-- Start of Exercise materials --

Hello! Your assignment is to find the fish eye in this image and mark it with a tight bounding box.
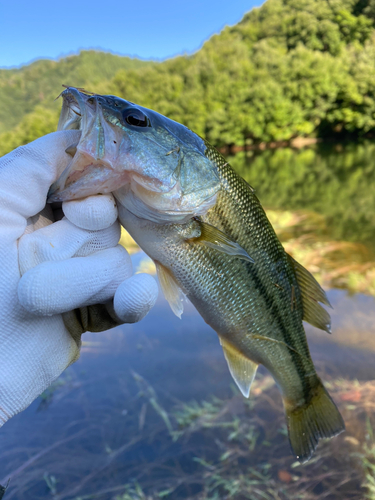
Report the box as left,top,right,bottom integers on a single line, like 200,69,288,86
122,108,151,127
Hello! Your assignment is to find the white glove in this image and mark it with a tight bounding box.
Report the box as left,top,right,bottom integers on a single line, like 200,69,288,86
0,131,158,426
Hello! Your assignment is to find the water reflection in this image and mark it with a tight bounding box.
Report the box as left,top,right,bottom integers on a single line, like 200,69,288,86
0,144,375,500
229,142,375,244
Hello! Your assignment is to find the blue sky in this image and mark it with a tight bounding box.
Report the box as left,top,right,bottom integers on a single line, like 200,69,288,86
0,0,263,67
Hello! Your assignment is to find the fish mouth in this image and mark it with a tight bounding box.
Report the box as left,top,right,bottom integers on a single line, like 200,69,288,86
47,87,150,203
47,87,220,220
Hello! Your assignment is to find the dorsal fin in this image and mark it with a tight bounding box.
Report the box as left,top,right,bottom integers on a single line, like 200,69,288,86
155,261,185,319
219,337,258,398
288,255,332,333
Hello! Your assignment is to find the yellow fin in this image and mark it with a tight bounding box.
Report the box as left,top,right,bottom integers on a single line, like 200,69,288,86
288,255,332,333
194,221,254,263
284,379,345,463
155,261,185,319
219,337,258,398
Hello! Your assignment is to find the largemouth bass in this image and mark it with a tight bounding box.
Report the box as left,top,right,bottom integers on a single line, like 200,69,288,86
49,87,344,462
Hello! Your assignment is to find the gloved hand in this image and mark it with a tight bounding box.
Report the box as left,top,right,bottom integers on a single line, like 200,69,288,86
0,131,158,426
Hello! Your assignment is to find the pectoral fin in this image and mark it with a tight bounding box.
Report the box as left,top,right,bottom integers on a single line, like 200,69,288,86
288,255,332,333
155,261,185,319
219,337,258,398
194,221,254,263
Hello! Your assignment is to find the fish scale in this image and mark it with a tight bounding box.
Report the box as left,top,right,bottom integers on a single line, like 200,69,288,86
50,88,344,462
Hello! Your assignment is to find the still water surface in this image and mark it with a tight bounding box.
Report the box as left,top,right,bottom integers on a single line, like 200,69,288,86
0,143,375,500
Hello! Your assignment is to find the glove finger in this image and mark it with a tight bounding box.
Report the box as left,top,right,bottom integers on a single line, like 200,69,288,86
0,130,80,236
113,274,159,323
62,194,118,231
18,245,132,316
18,219,121,275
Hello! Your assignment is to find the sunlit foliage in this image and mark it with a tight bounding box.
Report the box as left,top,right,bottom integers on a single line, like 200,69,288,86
0,0,375,153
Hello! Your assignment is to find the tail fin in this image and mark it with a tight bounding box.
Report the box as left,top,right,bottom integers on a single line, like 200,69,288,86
284,380,345,463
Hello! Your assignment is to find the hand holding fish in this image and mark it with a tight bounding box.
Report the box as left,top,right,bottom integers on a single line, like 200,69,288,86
0,131,158,426
48,87,345,462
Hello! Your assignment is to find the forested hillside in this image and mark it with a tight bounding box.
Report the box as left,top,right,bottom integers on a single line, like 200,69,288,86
0,0,375,154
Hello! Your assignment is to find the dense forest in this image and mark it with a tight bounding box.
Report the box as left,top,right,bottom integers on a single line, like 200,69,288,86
0,0,375,155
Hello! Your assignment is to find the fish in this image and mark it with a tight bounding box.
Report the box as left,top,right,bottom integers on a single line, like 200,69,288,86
48,87,345,462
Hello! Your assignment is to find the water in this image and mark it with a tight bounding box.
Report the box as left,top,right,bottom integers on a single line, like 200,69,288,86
0,144,375,500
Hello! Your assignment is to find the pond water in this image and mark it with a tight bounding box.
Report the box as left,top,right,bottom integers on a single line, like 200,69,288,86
0,143,375,500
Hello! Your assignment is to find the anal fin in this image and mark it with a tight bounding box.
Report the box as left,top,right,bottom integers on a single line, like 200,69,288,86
288,255,332,333
155,261,185,319
219,337,258,398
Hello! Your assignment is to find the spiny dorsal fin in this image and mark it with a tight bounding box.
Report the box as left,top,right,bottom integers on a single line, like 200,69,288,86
155,261,185,319
193,221,254,263
288,255,332,333
219,337,258,398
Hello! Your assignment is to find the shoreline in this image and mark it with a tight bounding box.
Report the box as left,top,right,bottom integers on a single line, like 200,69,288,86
218,137,323,155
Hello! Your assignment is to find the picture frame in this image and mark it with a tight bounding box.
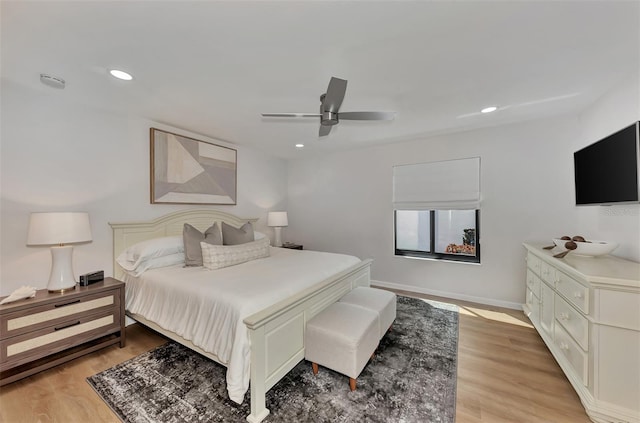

-- End of Exercise materials --

• [Given problem] Return every one of the entries above word for word, omitting the pictures.

• [Exercise output]
Hello! Your assignment is to find the fish eye in this image and mark it with a tight bounding box.
Report the box as left,top,right,bottom integers on a single line, like 200,69,288,86
122,108,151,127
Hello! Your assignment is to find the white glove in this image and mark it with a tight bounding box.
Report the box as left,top,right,bottom integers on a single line, like 200,69,288,86
0,131,158,426
Hello! Your assignment is to find the water reflection in this image and mark it with a tight bounding box.
Report the box as left,top,right,bottom integers on a single line, like 200,69,288,86
0,144,375,500
229,142,375,244
Hello! Your assignment is to find the blue sky in this image and mark it with a tight bounding box.
Report the box as left,top,right,bottom integers on a single line, like 200,69,288,86
0,0,263,67
Hello! Your assignment is to find the fish mouth in this image and mark it with a tight bounding box.
Report the box as left,top,right,bottom integers on a single line, like 200,69,288,86
47,87,150,203
47,87,220,220
Hello! Your assignment is to find the dorsal fin in this image and mark it with a tight bounding box.
Report the box as left,top,right,bottom integers on a single line, like 200,69,288,86
155,261,185,319
219,337,258,398
288,255,332,333
Hello! Your assignment is to find the yellow fin in this image and mark it with a tight bounding box.
Report the box as left,top,right,bottom integers on a single line, like 200,69,288,86
288,255,332,333
194,221,254,263
284,379,345,463
155,261,185,319
219,337,258,398
Hello! Your assignment is to find the largemouth bass in this image and mark it with a tight bounding box.
Report the box as left,top,right,bottom integers on a single line, like 200,69,288,86
49,87,344,462
Hello! Your assignment is to find the gloved hand in this image and mark it with a tight bounding box.
Report the box as left,top,right,bottom integers on a single line, like 200,69,288,86
0,131,158,426
Hello! Your assignment is to find the pectoral fin in this image and mark it with a tight bounding box.
Report the box as left,top,right,bottom integers on a single line, like 200,69,288,86
288,255,332,333
155,261,185,319
219,337,258,398
194,221,254,263
Hello! Your assignment is to find the fish scale in this image and mark it with a tight bounding box.
Report the box as left,top,right,bottom integers on a single line, like 200,69,288,86
50,88,344,462
Hello! Your assignment is to find the still water surface in this image and mark it with a tight bounding box.
Report the box as left,top,right,bottom integers on a single line, like 200,69,288,86
0,143,375,500
Hello! Your assignment is to find the glove finger in this image and mark it with a tight bounding box.
Report the box as left,top,right,bottom integers on a single line, like 200,69,288,86
0,130,80,236
113,274,159,323
62,194,118,231
18,245,132,316
18,219,121,275
Hello! Your assignment is to find the sunlit foliage in this image and mark it with a tight bounding box.
Report the box as left,top,right,bottom integers on a single line, like 200,69,288,86
0,0,375,153
Hello! Your assignment is to find the tail fin in this image and mark it with a tight bounding box.
Report the box as left,top,right,bottom integers on a single line, like 200,69,288,86
284,380,345,463
Hello! Your assignment is to find the hand holding fish in this image and mark it with a tight bounding box.
Report the box as left,top,right,bottom integers on a single line, like 200,69,288,86
0,131,158,426
48,87,345,462
Hello! Your assignment is to find the forested hillside in this image and mark it with a tight bounding box.
Report the box as left,top,right,bottom integers on a single line, like 200,69,288,86
0,0,375,154
Hello! Your assignment is to find the dense forest in this image and mark it with a tight bounding box.
Report the box as left,top,right,bottom integers on a single line, like 200,69,288,86
0,0,375,155
Hello! Your assignment is to find the fish in this image and mark it with a tight bounding box.
Report the box as left,top,right,bottom integers on a single line, like 200,69,288,86
48,87,345,462
Hello! Your assignment is to find the water in this image and mark it with a tight bounding box.
Report the box as left,top,right,bottom integers on a single line, like 200,69,288,86
0,144,375,500
Hello! Your assignment is to find the pond water in this image and mark it with a tight bounding box.
Report the box as left,top,right,bottom integers on a single line, like 200,69,288,86
0,143,375,500
Hello! Your assignment is to find the anal fin in this image and mark it with a tight bounding box.
Report the box as left,top,right,bottom integers on a single line, like 200,69,288,86
288,255,332,333
155,261,185,319
219,337,258,398
Hello! Your assignment is to find the spiny dorsal fin in this image and mark it with a tight bounding box.
Report the box as left,top,right,bottom integers on a single line, like 200,69,288,86
155,261,185,319
193,221,254,263
288,255,332,333
219,337,258,398
Hello! Your assignment is to find the shoreline in this image and mark it with a tight bounding box.
Report the box as left,top,right,bottom integers on a single line, like 200,69,288,86
218,137,323,155
Hello! Your assignment is to find the picture frame in this image and mark it with a tight bounding box.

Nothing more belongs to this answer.